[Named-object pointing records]

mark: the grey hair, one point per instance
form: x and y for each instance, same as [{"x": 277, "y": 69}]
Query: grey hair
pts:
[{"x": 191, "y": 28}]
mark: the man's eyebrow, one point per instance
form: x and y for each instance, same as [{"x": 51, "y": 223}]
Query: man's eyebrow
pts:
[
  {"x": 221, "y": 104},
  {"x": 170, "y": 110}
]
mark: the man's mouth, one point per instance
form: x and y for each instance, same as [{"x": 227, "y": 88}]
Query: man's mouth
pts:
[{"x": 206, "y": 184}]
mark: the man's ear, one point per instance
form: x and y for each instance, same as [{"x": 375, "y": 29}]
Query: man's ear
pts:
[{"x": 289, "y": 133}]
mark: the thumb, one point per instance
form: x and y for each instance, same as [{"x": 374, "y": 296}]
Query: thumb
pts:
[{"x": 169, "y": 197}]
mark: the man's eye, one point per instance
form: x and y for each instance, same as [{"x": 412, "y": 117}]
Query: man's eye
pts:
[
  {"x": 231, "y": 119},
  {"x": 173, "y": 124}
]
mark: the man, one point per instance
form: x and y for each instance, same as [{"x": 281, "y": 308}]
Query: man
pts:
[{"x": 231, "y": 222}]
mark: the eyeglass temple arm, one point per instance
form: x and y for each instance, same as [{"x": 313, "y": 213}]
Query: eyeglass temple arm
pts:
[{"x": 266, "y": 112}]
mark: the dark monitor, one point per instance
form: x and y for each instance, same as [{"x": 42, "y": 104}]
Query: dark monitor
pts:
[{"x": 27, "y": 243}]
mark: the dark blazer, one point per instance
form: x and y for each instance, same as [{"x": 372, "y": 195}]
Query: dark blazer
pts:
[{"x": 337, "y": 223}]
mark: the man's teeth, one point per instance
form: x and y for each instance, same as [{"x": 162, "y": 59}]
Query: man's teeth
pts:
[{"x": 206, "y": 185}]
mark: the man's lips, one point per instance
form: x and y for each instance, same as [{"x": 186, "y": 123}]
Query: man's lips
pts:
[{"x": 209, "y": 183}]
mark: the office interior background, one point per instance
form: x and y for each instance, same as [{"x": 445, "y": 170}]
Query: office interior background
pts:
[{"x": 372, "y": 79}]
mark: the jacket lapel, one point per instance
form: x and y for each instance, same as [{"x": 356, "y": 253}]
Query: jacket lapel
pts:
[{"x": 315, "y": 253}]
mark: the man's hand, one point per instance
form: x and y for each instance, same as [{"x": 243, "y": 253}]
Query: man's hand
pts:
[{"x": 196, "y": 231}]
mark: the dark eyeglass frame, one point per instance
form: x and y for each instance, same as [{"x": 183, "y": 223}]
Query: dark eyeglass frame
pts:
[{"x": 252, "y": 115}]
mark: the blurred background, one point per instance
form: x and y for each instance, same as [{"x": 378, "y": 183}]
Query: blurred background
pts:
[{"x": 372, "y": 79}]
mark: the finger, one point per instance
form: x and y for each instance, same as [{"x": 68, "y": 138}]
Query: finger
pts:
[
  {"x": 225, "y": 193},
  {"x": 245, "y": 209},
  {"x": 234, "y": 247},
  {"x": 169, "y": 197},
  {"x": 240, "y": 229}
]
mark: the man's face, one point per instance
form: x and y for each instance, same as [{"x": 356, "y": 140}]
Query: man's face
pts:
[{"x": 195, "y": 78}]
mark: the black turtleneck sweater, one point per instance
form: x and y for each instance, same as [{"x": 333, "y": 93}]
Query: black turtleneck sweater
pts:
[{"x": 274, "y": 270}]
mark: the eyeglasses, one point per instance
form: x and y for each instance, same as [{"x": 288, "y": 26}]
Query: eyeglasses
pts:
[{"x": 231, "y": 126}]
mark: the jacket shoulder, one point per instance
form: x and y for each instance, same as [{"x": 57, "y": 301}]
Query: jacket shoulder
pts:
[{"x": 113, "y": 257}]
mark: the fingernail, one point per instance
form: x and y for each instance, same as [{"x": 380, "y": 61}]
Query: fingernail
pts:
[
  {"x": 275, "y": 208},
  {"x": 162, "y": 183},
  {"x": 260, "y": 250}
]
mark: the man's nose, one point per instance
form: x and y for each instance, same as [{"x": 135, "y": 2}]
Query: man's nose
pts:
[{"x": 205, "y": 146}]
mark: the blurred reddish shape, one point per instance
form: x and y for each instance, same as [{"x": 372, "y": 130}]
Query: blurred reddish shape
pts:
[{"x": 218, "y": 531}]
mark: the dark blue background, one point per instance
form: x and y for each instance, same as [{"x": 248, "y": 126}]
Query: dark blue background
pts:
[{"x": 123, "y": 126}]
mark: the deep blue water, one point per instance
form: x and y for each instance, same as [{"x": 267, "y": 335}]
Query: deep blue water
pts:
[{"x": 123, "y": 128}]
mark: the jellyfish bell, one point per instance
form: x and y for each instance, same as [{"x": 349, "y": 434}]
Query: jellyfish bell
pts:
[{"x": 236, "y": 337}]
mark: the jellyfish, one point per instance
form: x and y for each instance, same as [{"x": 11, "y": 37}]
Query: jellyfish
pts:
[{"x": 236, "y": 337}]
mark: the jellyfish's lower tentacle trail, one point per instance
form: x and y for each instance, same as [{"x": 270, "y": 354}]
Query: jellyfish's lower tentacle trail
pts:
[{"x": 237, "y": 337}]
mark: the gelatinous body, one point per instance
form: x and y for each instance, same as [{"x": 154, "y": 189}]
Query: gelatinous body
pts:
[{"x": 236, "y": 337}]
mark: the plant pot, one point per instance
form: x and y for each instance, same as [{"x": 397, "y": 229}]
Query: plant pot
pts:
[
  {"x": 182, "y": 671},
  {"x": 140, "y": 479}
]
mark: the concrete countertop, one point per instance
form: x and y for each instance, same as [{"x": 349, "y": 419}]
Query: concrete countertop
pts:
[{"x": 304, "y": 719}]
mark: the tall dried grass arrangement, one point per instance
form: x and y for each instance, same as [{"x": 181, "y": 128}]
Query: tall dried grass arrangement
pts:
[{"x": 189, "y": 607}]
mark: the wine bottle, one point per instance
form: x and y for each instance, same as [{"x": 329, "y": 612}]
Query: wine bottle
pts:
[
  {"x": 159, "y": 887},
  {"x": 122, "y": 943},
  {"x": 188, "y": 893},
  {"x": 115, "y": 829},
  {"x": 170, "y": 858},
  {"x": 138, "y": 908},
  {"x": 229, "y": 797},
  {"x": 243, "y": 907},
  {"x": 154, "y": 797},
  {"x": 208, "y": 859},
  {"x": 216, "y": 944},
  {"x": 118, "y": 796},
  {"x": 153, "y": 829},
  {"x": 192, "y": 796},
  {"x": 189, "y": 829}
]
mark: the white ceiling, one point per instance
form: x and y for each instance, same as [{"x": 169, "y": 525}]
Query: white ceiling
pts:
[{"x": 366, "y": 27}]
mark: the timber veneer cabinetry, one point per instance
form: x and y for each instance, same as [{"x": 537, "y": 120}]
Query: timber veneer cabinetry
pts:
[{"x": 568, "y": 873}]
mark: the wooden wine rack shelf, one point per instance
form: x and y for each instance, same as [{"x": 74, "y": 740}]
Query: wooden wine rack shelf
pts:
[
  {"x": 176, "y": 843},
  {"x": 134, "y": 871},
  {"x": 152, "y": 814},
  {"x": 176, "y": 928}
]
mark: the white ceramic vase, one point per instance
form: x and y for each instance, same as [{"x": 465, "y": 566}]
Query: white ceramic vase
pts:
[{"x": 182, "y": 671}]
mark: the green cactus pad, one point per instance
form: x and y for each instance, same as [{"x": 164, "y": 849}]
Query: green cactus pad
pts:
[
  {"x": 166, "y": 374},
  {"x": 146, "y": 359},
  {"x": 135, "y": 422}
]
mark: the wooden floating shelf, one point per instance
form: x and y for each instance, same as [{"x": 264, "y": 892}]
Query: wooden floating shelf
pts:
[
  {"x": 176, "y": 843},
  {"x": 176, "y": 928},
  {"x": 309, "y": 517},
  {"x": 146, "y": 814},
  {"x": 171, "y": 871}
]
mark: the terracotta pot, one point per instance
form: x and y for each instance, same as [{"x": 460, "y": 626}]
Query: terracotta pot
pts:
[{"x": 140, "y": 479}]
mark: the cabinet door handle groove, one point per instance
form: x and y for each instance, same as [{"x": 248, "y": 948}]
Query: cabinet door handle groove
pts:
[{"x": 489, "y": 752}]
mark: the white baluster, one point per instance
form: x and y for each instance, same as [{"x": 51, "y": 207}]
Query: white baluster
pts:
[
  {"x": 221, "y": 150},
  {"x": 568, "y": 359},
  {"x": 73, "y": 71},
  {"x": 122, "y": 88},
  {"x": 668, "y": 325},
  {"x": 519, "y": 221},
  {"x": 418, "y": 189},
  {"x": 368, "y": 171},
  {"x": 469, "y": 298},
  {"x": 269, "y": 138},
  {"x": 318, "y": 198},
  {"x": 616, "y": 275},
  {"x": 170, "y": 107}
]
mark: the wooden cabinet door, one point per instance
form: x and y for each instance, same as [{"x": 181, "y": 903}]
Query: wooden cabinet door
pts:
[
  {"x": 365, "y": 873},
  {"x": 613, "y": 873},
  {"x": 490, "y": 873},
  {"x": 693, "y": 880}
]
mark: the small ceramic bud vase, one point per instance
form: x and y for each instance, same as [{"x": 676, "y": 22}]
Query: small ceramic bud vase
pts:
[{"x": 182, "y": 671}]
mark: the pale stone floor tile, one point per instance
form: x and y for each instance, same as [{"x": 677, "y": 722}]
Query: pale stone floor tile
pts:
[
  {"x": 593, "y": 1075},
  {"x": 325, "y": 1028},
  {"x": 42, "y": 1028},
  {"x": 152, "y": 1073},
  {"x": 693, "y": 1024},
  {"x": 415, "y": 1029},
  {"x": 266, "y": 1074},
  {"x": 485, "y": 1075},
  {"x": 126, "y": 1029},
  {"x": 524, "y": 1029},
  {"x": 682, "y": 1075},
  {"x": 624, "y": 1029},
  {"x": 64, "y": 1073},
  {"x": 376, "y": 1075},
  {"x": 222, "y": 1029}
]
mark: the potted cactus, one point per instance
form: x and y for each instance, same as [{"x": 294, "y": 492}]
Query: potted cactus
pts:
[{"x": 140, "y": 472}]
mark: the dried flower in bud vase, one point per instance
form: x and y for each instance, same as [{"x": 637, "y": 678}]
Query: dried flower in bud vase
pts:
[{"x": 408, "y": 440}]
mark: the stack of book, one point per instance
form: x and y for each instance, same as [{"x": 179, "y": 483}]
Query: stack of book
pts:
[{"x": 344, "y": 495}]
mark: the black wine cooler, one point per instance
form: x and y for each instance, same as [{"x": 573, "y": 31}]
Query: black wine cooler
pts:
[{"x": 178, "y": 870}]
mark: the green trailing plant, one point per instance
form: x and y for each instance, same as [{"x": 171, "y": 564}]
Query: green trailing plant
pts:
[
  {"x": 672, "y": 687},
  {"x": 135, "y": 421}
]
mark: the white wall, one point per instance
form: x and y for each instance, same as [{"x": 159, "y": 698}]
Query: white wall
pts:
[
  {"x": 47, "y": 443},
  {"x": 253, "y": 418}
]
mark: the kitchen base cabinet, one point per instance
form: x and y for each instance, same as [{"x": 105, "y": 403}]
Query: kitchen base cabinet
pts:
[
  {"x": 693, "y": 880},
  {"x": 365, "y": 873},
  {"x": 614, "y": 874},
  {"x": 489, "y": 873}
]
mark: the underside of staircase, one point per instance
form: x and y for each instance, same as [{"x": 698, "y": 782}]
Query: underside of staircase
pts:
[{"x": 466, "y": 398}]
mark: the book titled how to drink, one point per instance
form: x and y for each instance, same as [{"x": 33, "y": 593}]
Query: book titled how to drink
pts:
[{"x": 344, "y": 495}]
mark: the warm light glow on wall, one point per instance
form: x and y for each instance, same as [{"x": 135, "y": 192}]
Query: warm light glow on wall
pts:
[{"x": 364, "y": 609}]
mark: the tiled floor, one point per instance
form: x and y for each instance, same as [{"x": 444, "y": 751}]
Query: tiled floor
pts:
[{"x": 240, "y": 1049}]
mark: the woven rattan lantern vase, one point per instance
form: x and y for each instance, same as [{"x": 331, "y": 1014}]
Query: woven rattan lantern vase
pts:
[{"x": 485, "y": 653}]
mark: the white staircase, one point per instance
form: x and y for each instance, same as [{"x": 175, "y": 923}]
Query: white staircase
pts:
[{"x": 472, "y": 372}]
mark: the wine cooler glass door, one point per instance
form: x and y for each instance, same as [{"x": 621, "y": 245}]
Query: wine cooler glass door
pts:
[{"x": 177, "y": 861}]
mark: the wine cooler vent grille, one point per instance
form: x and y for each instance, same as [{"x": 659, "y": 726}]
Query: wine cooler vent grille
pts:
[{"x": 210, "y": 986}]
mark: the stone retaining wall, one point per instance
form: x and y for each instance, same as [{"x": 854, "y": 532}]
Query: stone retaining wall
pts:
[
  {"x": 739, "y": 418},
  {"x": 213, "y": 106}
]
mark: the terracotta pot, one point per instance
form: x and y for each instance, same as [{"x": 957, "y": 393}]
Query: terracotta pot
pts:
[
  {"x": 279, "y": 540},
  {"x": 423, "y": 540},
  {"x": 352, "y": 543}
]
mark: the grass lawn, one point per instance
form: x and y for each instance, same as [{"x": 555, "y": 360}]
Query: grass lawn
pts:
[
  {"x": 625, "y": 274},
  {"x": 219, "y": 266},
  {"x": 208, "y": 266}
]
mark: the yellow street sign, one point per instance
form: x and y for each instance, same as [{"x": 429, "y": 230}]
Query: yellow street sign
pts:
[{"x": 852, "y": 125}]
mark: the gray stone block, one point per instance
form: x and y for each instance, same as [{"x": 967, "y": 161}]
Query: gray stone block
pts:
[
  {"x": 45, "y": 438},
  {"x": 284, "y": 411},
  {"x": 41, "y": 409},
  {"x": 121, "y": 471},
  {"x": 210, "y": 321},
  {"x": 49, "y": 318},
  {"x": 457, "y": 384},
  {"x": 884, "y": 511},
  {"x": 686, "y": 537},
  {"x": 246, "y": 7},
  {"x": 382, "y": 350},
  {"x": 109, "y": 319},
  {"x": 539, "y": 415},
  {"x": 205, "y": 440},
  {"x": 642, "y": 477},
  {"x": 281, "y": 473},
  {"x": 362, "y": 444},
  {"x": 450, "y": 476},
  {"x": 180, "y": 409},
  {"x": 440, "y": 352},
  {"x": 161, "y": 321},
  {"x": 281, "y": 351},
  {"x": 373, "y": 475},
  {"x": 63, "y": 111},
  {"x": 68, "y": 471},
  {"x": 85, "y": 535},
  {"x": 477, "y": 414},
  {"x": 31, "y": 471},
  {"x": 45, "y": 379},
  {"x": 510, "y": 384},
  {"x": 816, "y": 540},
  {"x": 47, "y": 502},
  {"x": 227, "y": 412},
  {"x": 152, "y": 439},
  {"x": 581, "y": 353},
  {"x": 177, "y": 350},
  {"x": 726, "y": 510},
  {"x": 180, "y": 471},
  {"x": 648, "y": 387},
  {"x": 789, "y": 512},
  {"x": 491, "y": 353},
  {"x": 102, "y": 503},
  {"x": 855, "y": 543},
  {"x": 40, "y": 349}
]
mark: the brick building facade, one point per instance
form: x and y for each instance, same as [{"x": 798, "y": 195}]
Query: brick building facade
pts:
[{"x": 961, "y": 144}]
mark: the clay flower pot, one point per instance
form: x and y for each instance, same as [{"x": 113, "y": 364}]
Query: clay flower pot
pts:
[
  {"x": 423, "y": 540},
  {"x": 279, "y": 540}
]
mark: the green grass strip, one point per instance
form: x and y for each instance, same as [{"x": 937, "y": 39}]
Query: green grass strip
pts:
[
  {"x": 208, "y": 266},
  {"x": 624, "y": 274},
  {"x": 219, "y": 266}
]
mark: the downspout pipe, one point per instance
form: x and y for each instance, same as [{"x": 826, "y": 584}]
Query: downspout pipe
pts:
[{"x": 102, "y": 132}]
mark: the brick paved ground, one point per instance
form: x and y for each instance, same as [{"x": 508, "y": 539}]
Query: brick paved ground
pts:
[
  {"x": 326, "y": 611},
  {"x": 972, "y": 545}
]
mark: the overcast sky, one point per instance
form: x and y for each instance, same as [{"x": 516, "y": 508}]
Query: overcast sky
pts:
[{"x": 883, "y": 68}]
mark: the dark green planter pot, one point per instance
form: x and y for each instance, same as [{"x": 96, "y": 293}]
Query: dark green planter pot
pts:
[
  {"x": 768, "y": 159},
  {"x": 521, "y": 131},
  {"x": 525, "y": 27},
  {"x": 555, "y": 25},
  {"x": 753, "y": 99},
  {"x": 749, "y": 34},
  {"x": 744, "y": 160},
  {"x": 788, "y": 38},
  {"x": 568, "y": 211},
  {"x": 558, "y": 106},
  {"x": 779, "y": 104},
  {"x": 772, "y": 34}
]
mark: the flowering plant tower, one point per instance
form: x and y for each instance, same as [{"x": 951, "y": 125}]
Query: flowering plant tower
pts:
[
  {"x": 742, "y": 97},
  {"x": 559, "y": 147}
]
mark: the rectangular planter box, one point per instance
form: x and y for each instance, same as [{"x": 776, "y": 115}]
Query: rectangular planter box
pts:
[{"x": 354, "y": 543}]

§ The task: All lines from the line containing "mark: the dark green" through the end of the listing above are to be duplicated exactly; include both ends and nothing further.

§ Problem solution:
mark: the dark green planter pot, one point per instance
form: x and y for each instance, same as [{"x": 96, "y": 293}]
Query: dark green planter pot
pts:
[
  {"x": 768, "y": 159},
  {"x": 521, "y": 131},
  {"x": 525, "y": 27},
  {"x": 555, "y": 25},
  {"x": 753, "y": 99},
  {"x": 749, "y": 34},
  {"x": 744, "y": 160},
  {"x": 788, "y": 38},
  {"x": 568, "y": 211},
  {"x": 558, "y": 106},
  {"x": 779, "y": 104},
  {"x": 772, "y": 34}
]
mark: the flowering plant tower, one point per instance
form: x and y for each instance, same as [{"x": 951, "y": 125}]
Query: flowering plant tower
pts:
[
  {"x": 742, "y": 97},
  {"x": 559, "y": 147}
]
mark: the rectangular planter box, one point per instance
form: x and y for each instance, same as [{"x": 776, "y": 115}]
Query: rectangular planter box
pts:
[{"x": 354, "y": 543}]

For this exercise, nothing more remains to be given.